Rewrite the records from the line with "I'm certain the second" to the line with "I'm certain the wooden", both included, as a Markdown table with the columns Row and Line. Give each line a row number and leave out blank lines.

**Supplied records**

#####

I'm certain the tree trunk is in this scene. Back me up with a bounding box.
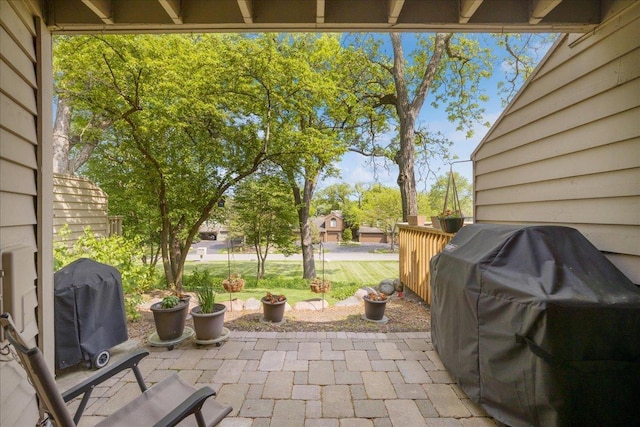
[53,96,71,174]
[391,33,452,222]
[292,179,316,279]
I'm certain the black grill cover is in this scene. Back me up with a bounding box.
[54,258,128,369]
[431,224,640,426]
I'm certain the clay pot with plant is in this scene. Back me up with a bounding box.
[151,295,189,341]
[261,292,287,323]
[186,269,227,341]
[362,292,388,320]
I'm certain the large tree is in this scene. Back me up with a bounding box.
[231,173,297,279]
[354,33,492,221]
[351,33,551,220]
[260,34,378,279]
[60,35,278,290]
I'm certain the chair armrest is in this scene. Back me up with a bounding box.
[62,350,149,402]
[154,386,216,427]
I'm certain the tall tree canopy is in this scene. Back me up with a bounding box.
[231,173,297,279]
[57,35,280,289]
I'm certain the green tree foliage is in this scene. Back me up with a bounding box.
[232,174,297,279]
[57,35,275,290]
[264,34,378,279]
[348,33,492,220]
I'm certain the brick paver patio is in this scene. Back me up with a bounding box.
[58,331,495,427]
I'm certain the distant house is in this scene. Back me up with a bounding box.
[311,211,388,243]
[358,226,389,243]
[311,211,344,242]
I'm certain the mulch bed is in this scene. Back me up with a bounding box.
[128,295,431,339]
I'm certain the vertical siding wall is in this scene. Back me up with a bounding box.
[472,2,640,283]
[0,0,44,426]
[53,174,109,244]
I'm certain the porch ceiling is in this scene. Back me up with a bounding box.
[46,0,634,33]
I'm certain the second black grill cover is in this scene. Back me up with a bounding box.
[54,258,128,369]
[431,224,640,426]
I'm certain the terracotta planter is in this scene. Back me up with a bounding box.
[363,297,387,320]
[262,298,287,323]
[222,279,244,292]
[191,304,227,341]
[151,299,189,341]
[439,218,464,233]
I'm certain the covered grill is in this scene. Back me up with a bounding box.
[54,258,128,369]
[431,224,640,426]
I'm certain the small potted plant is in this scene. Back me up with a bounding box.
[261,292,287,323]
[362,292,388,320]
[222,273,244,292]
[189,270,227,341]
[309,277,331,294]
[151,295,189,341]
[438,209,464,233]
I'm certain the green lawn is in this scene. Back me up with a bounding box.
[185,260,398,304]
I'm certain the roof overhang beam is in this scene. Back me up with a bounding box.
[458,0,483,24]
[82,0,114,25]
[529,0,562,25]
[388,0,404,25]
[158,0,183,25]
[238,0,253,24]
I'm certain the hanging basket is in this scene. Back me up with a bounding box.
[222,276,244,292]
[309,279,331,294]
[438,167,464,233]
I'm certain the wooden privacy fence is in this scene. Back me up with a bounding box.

#####

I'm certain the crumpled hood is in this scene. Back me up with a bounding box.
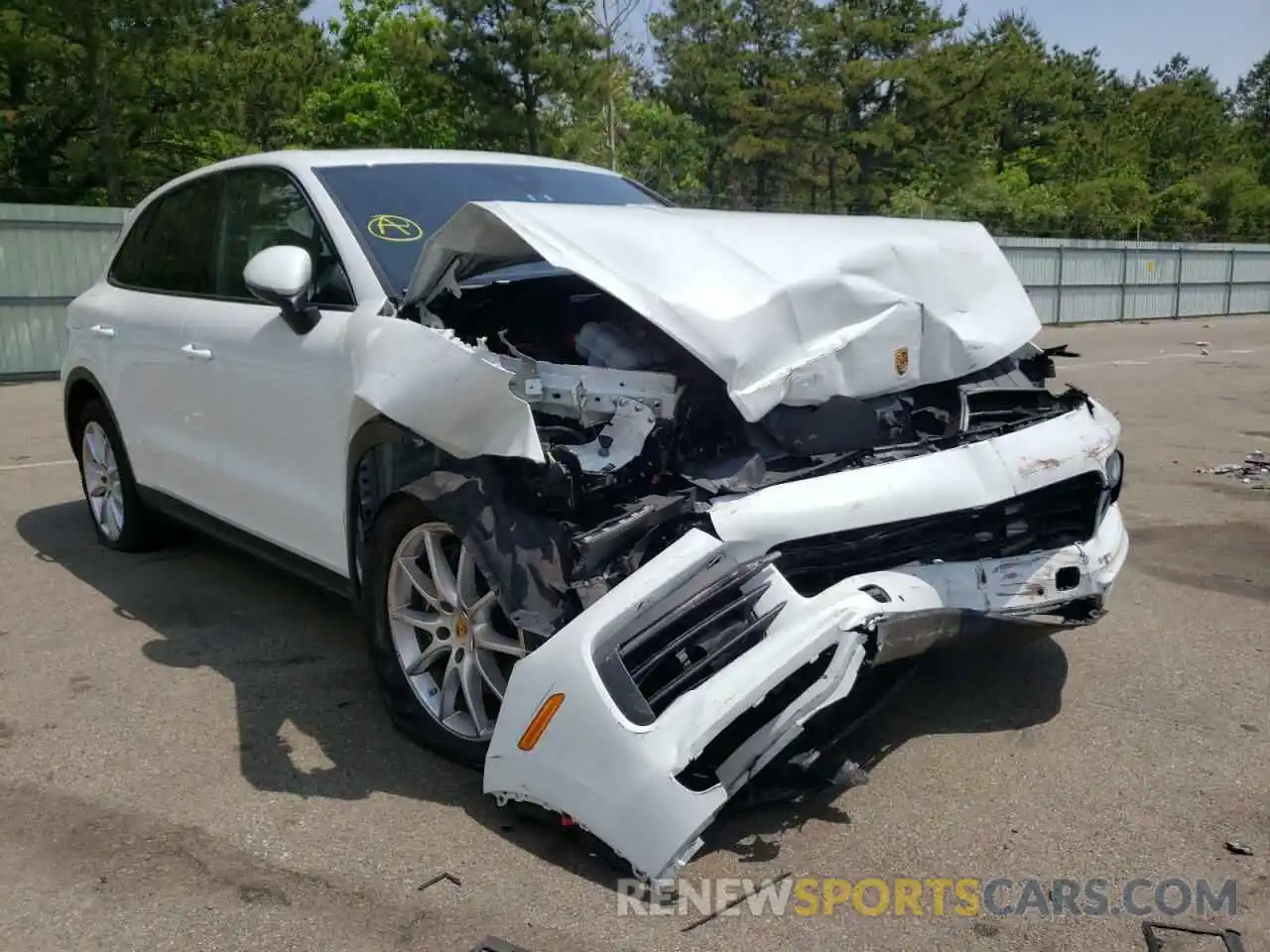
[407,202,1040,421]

#####

**Answer in full**
| Row | Line |
|---|---|
| 1 | I'm certain the second black grill cover is in this scene. Back me up with a bounding box. |
| 2 | [54,258,128,369] |
| 3 | [431,224,640,426] |
| 4 | I'm certain the terracotta planter is in this scene. Back me up with a bounding box. |
| 5 | [363,297,387,320] |
| 6 | [262,298,287,323] |
| 7 | [222,279,244,292] |
| 8 | [191,304,227,341] |
| 9 | [151,299,189,341] |
| 10 | [439,218,464,233] |
| 11 | I'm certain the covered grill is in this scene. Back me up with a bounding box. |
| 12 | [54,258,128,369] |
| 13 | [431,224,640,426] |
| 14 | I'm certain the small potted plant is in this scene. Back me up with a bounding box. |
| 15 | [261,292,287,323] |
| 16 | [362,292,388,320] |
| 17 | [222,273,244,292] |
| 18 | [189,270,227,341] |
| 19 | [309,277,331,294] |
| 20 | [151,295,189,341] |
| 21 | [438,209,464,233] |
| 22 | I'm certain the green lawn is in this scene. Back me up with a bounding box. |
| 23 | [185,260,398,304] |
| 24 | I'm certain the roof overhang beam is in this scene. Back me up with a bounding box. |
| 25 | [458,0,483,24] |
| 26 | [82,0,114,25] |
| 27 | [529,0,562,25] |
| 28 | [388,0,404,25] |
| 29 | [158,0,183,25] |
| 30 | [238,0,253,24] |
| 31 | I'm certain the hanging basket is in this scene. Back me up with a bounding box. |
| 32 | [222,276,244,292] |
| 33 | [309,279,331,294] |
| 34 | [438,167,464,233] |
| 35 | I'm certain the wooden privacy fence is in this scene. Back me up with a bounding box. |